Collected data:
________

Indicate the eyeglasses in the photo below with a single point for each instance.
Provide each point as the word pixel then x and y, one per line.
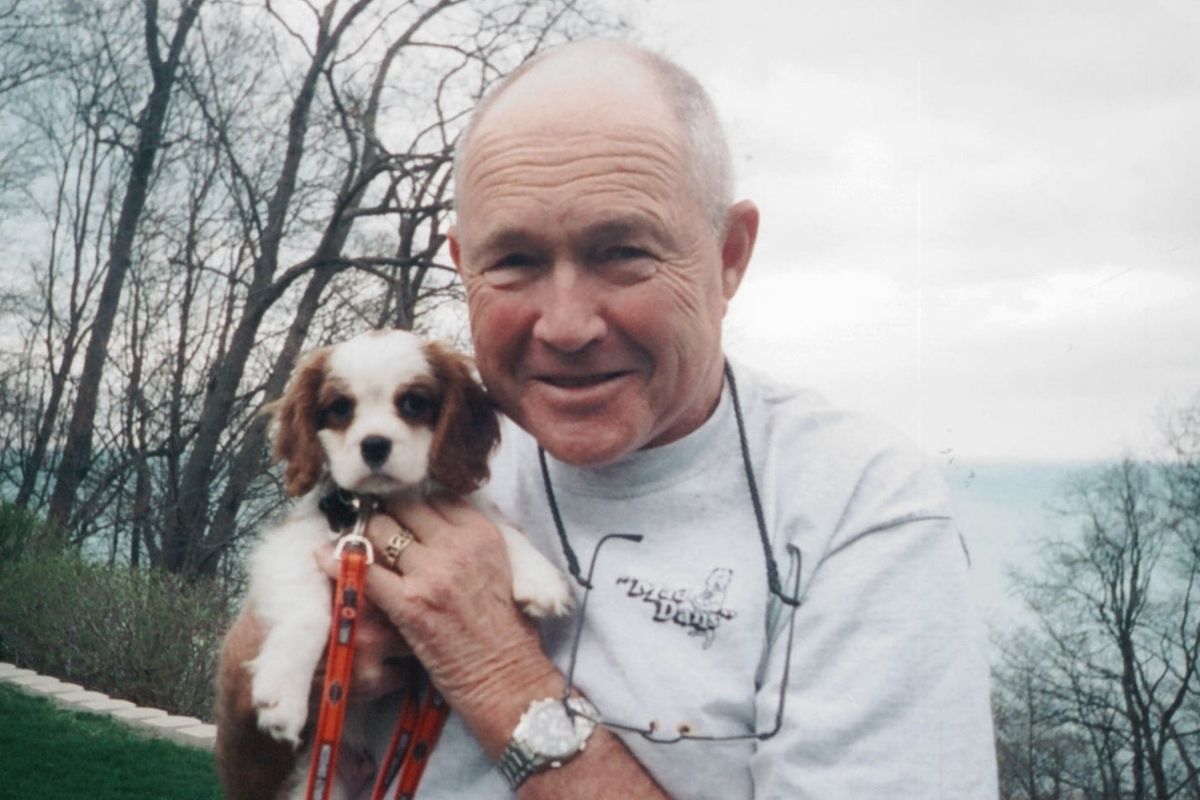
pixel 654 731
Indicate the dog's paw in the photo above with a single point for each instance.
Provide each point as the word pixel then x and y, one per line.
pixel 540 589
pixel 281 703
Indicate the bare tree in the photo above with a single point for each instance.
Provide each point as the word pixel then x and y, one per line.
pixel 163 67
pixel 231 185
pixel 1114 663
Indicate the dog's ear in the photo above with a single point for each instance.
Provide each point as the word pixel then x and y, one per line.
pixel 294 417
pixel 467 428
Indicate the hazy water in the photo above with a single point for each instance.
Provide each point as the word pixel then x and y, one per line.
pixel 1003 510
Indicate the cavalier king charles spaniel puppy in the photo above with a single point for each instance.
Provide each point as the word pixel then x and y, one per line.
pixel 383 414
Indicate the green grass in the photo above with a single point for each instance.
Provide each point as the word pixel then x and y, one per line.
pixel 51 753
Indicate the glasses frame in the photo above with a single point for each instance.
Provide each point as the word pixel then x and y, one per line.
pixel 653 732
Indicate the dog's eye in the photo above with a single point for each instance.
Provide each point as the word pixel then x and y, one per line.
pixel 414 405
pixel 339 411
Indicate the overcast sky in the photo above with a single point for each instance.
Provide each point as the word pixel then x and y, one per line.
pixel 979 220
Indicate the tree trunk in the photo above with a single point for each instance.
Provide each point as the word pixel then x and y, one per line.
pixel 77 451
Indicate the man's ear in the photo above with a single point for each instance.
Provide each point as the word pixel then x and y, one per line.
pixel 737 246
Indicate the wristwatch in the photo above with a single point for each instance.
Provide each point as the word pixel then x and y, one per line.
pixel 546 735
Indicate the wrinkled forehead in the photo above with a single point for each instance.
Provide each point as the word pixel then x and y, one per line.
pixel 576 120
pixel 378 362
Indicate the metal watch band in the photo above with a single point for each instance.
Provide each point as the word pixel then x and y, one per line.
pixel 516 765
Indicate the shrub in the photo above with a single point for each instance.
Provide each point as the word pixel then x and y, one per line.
pixel 139 635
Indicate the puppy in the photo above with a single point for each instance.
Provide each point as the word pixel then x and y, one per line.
pixel 383 414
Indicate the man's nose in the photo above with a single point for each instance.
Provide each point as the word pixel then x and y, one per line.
pixel 571 313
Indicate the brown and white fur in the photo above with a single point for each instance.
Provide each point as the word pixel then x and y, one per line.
pixel 382 414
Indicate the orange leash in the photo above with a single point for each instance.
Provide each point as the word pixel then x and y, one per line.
pixel 354 553
pixel 420 723
pixel 424 711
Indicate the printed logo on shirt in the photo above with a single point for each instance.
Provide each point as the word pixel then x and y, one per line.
pixel 701 611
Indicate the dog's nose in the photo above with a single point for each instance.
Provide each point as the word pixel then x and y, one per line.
pixel 376 450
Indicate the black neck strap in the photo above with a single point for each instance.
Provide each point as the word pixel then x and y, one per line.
pixel 573 563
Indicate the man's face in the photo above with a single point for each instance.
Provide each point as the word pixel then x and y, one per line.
pixel 594 277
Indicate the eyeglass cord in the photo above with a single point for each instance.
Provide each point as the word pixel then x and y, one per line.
pixel 573 563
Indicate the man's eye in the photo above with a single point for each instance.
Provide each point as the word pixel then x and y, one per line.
pixel 414 405
pixel 513 268
pixel 624 253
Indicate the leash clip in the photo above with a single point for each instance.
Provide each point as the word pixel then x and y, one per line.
pixel 357 536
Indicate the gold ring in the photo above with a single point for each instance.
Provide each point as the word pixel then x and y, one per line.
pixel 396 546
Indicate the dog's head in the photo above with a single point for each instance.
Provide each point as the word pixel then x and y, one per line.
pixel 381 413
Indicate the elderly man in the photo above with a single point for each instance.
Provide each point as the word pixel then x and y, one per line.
pixel 785 613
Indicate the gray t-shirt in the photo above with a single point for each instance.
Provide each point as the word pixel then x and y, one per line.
pixel 888 685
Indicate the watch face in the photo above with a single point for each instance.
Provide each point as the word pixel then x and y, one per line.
pixel 550 733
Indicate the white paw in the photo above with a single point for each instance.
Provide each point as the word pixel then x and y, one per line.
pixel 540 589
pixel 281 701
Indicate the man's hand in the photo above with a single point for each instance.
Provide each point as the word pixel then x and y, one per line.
pixel 450 596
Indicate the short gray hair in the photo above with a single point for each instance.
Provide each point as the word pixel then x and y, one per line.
pixel 706 148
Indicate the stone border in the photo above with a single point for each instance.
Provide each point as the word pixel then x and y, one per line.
pixel 185 731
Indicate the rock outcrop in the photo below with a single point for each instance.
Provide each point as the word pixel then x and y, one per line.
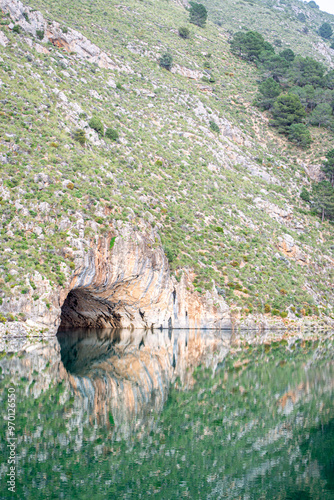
pixel 121 280
pixel 32 22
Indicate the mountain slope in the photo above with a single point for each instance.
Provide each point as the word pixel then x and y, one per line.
pixel 226 205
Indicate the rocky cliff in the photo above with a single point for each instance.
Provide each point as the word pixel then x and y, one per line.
pixel 121 280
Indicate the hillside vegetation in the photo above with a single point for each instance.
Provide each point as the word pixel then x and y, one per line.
pixel 186 150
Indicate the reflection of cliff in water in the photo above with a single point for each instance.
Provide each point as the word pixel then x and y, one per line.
pixel 116 376
pixel 124 376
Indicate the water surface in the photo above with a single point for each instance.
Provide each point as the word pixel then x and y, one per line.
pixel 170 415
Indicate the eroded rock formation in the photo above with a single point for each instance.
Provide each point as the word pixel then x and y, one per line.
pixel 130 286
pixel 121 280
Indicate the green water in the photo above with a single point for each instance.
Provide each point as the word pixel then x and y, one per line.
pixel 258 426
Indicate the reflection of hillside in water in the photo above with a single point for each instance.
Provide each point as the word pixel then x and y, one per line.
pixel 127 374
pixel 116 376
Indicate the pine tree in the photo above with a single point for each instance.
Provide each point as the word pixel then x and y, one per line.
pixel 287 110
pixel 328 166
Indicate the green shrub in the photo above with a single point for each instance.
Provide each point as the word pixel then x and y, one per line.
pixel 112 242
pixel 112 134
pixel 214 127
pixel 166 61
pixel 96 124
pixel 300 135
pixel 80 136
pixel 325 31
pixel 305 195
pixel 40 34
pixel 184 32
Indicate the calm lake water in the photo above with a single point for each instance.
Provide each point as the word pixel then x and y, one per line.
pixel 169 415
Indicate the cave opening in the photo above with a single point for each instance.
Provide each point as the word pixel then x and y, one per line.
pixel 84 309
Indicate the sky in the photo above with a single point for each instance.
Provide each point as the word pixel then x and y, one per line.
pixel 326 5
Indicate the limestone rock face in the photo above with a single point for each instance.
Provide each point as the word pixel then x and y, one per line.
pixel 130 286
pixel 71 40
pixel 288 247
pixel 120 280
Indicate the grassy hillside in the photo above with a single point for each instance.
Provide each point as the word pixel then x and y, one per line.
pixel 222 202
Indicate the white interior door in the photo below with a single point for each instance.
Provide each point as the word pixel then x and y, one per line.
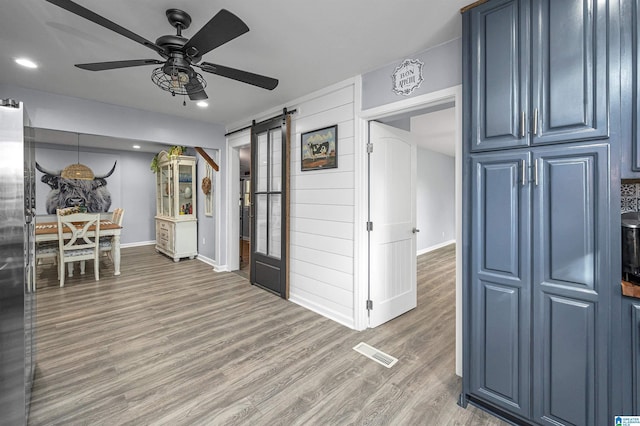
pixel 392 211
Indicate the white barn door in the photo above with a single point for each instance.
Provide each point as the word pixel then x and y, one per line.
pixel 392 212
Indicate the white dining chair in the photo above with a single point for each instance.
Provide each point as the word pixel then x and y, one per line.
pixel 106 243
pixel 80 246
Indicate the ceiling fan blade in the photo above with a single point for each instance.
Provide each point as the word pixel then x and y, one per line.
pixel 222 28
pixel 102 66
pixel 243 76
pixel 195 90
pixel 94 17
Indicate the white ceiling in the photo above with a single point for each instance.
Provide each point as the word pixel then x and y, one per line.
pixel 306 44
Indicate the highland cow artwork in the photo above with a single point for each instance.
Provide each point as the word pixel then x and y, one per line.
pixel 319 149
pixel 93 194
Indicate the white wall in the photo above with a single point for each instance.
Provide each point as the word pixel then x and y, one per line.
pixel 322 210
pixel 322 204
pixel 435 200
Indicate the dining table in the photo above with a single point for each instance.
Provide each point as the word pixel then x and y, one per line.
pixel 48 231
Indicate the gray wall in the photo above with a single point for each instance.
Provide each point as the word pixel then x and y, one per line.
pixel 435 199
pixel 132 185
pixel 442 69
pixel 207 224
pixel 57 112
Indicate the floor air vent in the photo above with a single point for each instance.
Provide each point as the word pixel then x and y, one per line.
pixel 376 355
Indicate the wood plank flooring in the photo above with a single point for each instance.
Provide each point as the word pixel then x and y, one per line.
pixel 177 344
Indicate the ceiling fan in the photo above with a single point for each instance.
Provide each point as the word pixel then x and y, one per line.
pixel 176 74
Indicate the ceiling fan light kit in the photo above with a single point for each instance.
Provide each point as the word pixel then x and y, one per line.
pixel 175 73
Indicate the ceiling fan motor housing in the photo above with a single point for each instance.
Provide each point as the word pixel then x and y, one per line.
pixel 176 74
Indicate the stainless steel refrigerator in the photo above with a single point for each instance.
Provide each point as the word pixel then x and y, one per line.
pixel 17 266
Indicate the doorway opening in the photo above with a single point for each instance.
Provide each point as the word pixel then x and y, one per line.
pixel 400 114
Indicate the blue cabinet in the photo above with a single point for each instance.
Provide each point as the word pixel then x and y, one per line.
pixel 631 356
pixel 571 284
pixel 634 9
pixel 538 72
pixel 539 260
pixel 500 287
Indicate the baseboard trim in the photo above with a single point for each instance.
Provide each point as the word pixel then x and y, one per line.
pixel 138 244
pixel 206 260
pixel 435 247
pixel 327 313
pixel 221 268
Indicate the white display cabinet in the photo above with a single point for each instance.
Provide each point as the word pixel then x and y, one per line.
pixel 176 220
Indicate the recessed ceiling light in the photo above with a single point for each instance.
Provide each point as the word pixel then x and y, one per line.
pixel 27 63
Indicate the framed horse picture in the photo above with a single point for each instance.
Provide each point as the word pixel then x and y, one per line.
pixel 319 149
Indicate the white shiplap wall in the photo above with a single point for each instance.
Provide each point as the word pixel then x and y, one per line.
pixel 322 210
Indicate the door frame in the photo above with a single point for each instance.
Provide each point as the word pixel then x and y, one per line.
pixel 234 143
pixel 403 106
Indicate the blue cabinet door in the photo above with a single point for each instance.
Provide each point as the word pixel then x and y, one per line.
pixel 499 75
pixel 571 284
pixel 635 52
pixel 630 347
pixel 569 63
pixel 538 72
pixel 500 281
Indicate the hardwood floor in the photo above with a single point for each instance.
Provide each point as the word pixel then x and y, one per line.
pixel 178 344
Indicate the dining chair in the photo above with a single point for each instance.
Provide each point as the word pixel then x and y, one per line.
pixel 83 244
pixel 106 243
pixel 47 250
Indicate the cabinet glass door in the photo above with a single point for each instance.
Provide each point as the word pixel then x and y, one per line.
pixel 166 191
pixel 186 194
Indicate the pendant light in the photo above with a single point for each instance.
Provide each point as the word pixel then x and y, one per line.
pixel 77 171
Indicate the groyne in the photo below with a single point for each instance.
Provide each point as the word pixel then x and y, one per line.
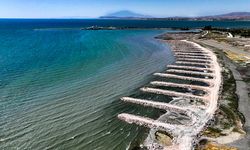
pixel 192 61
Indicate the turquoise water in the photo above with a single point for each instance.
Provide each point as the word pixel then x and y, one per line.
pixel 60 89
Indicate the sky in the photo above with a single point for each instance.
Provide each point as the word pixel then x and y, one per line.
pixel 96 8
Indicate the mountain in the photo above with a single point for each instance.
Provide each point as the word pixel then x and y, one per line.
pixel 125 14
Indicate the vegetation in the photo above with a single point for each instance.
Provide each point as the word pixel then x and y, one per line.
pixel 241 32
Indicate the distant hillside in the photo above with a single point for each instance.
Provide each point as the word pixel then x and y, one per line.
pixel 231 16
pixel 132 15
pixel 125 14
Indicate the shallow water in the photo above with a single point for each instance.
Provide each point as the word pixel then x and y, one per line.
pixel 60 89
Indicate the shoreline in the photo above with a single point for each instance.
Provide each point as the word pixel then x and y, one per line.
pixel 184 136
pixel 243 102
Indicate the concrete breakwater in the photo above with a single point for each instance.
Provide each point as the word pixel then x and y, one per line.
pixel 197 103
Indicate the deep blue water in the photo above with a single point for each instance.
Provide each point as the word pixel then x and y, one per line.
pixel 60 89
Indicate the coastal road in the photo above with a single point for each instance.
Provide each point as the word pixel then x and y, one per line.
pixel 225 46
pixel 241 91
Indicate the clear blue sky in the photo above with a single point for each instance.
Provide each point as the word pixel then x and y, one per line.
pixel 95 8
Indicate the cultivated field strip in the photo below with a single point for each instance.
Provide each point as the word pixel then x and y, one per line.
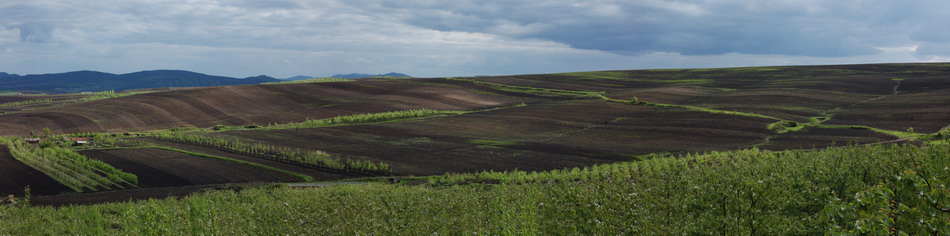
pixel 15 177
pixel 70 168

________

Task description: Where a line of the entries contains "chair", report that line.

Problem solution:
Indicate the white dining chair in the photo above with a single point for each instance.
Indicate the dining chair in the photo above with a single point for each instance.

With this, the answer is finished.